= TASK PROMPT =
Can you reproduce the whole passage about Waterman's coma word for word?

= TEXT EXCERPT =
= = =
Someone said, "Hey this is like Job, grab the other kid before something happens to him."  So Jones was quickly scooped up and snuggled safely in someone's arms. 

We watched Waterman carefully.  It was too late to call the plane, a little six seater that could take us to the Baptist hospital.  It was a half hour to come from town and then an hour to the hospital.   This was evening and the plane would make it in, but not be able to leave until morning.  We called the hospital on the radio and they told us that they wouldn't be able to do anything anyway.  They would just be able to watch for fever.  So we watched.  He was in a coma for another 8 hours. 

When he came out of the coma I remember thinking that it was like a newborn looking at his mama for the first time - just eyes moving and no head movement.  And slowly he started saying the words that he'd been saying as he looked at a farm book - duck, cow etc.
= = =
= SUPPLIED ENTRIES =
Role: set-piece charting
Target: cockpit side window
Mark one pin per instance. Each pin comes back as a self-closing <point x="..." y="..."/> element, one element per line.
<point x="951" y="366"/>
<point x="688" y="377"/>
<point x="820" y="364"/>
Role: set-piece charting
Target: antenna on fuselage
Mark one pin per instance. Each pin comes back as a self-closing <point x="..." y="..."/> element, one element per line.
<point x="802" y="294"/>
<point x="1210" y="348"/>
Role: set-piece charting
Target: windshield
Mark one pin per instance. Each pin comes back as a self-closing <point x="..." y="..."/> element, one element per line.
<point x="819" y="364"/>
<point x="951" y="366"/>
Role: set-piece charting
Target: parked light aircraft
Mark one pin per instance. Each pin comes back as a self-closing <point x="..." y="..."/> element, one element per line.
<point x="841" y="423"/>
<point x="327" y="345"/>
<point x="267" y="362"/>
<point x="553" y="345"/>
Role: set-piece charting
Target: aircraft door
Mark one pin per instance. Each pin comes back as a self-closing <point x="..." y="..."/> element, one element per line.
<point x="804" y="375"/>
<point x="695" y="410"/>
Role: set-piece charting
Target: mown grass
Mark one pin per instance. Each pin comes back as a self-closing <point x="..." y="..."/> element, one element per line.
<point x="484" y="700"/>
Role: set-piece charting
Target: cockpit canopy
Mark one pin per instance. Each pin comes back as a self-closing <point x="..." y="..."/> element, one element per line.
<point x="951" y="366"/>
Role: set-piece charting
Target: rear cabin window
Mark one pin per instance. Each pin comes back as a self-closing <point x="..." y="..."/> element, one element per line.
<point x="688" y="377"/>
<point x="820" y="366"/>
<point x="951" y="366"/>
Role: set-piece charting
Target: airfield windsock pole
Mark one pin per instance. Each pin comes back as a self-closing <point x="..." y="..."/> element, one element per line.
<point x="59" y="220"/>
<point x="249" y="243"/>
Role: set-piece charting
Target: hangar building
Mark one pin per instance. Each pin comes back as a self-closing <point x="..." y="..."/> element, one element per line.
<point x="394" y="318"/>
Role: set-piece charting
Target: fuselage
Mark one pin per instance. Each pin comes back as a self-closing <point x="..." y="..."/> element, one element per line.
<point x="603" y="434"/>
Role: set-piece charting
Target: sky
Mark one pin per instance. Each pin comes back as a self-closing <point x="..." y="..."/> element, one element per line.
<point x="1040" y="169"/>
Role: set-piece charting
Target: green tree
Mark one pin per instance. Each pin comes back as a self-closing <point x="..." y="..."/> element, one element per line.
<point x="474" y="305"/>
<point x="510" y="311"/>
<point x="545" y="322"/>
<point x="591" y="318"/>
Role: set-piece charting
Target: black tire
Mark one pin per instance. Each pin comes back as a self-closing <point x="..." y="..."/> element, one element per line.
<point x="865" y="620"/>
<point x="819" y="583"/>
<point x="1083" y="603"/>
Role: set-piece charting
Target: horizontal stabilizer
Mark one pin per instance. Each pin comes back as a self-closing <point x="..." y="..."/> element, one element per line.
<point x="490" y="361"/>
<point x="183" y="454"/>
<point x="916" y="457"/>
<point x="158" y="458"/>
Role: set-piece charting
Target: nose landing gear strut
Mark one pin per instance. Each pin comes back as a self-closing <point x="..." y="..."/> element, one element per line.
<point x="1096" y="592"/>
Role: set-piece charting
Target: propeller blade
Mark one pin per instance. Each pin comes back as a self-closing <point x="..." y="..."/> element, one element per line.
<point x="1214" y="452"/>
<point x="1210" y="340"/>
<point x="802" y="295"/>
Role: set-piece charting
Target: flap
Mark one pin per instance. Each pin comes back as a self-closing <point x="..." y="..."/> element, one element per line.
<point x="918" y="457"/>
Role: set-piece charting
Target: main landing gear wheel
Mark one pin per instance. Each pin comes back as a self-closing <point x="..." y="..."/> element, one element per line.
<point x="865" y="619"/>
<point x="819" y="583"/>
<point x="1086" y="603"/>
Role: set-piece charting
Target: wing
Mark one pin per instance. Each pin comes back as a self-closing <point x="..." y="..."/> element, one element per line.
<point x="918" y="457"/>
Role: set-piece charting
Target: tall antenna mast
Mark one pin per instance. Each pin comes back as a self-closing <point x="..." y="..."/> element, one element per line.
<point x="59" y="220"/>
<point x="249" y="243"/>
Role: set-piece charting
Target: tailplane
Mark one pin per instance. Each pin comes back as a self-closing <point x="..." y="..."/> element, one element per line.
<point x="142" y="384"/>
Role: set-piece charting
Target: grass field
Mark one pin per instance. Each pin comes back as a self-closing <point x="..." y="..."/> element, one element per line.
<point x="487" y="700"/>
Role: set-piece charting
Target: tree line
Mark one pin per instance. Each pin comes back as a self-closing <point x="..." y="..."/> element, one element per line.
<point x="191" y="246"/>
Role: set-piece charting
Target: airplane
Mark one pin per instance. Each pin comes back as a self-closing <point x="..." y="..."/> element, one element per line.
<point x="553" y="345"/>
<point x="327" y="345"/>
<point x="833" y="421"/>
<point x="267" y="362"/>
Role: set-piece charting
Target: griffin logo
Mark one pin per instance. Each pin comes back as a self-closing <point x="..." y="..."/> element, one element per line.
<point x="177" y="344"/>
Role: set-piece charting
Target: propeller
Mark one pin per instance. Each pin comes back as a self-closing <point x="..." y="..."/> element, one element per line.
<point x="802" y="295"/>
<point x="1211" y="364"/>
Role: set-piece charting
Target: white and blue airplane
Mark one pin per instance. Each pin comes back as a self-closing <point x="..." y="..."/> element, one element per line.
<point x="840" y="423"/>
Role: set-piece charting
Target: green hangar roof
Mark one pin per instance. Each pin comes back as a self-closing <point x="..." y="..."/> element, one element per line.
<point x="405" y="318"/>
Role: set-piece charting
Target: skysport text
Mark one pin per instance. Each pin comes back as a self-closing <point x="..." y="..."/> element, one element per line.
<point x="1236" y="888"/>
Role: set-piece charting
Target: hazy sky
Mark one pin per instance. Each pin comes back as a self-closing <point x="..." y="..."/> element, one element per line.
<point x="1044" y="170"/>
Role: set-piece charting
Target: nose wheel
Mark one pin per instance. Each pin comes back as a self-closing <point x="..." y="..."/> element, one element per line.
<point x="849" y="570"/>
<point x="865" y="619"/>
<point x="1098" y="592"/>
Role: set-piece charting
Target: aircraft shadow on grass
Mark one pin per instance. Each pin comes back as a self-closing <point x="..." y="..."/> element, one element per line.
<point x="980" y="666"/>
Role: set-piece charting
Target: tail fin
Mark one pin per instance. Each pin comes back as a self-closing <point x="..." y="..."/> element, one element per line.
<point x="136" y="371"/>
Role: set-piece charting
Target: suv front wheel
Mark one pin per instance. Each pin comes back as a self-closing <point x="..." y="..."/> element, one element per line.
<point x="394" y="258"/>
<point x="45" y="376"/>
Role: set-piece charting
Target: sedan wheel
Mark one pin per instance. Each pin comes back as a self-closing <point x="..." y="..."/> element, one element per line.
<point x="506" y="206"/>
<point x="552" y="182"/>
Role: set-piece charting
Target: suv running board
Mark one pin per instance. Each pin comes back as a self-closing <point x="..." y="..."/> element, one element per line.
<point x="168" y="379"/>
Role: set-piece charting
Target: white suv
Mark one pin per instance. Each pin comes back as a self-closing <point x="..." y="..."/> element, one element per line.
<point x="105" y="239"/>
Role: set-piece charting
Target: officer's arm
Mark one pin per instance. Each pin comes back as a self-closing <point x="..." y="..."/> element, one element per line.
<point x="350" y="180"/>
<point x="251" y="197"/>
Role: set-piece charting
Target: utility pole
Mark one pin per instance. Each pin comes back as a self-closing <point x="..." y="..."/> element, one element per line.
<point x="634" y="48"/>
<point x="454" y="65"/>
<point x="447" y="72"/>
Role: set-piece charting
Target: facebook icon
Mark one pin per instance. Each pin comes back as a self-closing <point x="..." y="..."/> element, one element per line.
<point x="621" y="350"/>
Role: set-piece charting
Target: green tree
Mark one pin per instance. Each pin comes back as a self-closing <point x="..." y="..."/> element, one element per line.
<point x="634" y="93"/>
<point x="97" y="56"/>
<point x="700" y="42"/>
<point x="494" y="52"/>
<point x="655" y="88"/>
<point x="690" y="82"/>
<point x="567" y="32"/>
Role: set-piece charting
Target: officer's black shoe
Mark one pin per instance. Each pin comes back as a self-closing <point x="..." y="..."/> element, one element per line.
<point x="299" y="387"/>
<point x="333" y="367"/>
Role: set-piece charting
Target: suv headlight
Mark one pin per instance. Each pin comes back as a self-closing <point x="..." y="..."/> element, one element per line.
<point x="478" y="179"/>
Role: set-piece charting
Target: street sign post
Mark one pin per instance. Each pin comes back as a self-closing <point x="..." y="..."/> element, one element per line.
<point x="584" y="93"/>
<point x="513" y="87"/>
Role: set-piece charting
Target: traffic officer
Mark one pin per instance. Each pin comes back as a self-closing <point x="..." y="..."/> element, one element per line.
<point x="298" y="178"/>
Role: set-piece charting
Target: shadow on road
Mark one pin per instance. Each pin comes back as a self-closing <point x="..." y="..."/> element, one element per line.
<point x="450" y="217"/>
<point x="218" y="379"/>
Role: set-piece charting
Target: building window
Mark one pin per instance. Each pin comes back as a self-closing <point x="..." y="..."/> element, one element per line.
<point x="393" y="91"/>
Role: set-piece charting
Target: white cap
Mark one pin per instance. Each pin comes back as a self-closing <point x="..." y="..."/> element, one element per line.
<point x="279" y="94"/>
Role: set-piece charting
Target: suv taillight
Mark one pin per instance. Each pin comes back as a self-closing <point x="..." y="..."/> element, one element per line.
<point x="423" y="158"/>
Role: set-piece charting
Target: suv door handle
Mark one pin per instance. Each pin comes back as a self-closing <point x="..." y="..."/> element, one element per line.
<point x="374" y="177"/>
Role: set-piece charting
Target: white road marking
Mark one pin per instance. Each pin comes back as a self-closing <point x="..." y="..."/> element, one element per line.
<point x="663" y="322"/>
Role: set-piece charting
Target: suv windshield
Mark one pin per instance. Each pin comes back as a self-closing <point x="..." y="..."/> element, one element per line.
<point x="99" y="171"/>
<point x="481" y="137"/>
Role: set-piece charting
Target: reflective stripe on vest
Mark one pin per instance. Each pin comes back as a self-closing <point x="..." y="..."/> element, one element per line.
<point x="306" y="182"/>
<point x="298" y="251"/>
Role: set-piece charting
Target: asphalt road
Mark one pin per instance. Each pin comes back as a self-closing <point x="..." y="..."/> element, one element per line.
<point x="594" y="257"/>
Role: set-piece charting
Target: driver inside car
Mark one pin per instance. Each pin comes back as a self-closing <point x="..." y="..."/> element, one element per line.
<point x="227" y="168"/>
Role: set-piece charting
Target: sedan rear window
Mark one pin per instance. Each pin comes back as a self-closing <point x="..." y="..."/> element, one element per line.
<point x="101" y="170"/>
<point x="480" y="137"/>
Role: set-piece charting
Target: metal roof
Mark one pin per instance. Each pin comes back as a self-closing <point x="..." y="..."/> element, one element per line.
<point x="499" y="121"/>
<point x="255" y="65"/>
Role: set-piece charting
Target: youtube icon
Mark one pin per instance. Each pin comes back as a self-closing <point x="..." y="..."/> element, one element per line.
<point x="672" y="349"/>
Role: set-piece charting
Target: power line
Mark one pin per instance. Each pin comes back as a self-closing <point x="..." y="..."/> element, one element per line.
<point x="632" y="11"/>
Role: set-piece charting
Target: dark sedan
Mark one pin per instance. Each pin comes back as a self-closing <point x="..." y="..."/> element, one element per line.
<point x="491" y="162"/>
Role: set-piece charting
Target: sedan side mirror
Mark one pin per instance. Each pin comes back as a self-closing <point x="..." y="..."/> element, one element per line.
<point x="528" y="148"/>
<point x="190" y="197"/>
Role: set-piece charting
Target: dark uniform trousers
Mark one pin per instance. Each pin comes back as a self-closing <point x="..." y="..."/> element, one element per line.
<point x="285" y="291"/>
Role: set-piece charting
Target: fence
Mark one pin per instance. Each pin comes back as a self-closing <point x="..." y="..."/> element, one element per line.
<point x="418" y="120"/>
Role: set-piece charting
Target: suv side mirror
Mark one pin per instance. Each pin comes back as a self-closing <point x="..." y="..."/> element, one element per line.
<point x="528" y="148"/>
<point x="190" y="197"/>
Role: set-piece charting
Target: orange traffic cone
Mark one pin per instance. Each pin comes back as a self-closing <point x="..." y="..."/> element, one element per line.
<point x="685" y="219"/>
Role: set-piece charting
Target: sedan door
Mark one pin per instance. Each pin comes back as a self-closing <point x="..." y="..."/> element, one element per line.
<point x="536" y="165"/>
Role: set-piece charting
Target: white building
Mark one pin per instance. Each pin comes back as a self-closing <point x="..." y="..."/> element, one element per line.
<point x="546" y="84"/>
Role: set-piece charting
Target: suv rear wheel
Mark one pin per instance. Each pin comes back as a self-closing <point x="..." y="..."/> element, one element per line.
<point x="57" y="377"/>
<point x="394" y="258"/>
= = =
= ANSWER SECTION =
Someone said, "Hey this is like Job, grab the other kid before something happens to him."  So Jones was quickly scooped up and snuggled safely in someone's arms. 

We watched Waterman carefully.  It was too late to call the plane, a little six seater that could take us to the Baptist hospital.  It was a half hour to come from town and then an hour to the hospital.   This was evening and the plane would make it in, but not be able to leave until morning.  We called the hospital on the radio and they told us that they wouldn't be able to do anything anyway.  They would just be able to watch for fever.  So we watched.  He was in a coma for another 8 hours. 

When he came out of the coma I remember thinking that it was like a newborn looking at his mama for the first time - just eyes moving and no head movement.  And slowly he started saying the words that he'd been saying as he looked at a farm book - duck, cow etc.